- **Aim of the exercise**
Scan the material below for the string "streak", and copy every line where it shows up.

- **Data in this exercise**
--- START ---

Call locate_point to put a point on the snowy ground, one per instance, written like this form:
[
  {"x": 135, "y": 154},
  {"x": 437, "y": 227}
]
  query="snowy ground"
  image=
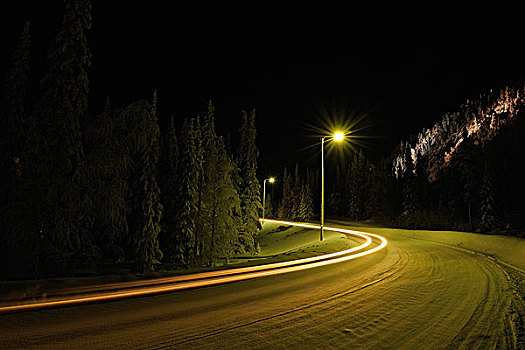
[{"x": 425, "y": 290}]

--- END ---
--- START ---

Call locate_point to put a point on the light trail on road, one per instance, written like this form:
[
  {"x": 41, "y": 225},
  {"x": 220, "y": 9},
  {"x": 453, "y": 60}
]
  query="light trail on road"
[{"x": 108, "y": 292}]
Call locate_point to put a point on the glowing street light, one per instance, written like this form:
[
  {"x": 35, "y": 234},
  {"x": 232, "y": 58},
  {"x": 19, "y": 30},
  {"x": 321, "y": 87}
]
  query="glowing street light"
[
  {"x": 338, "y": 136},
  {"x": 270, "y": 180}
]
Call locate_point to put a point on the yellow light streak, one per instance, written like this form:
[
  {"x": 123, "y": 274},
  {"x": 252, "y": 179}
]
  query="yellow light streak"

--- END ---

- **Output for this task**
Call locate_point to put a point on the yellow light streak, one per instance, written like this form:
  query="yellow light streak"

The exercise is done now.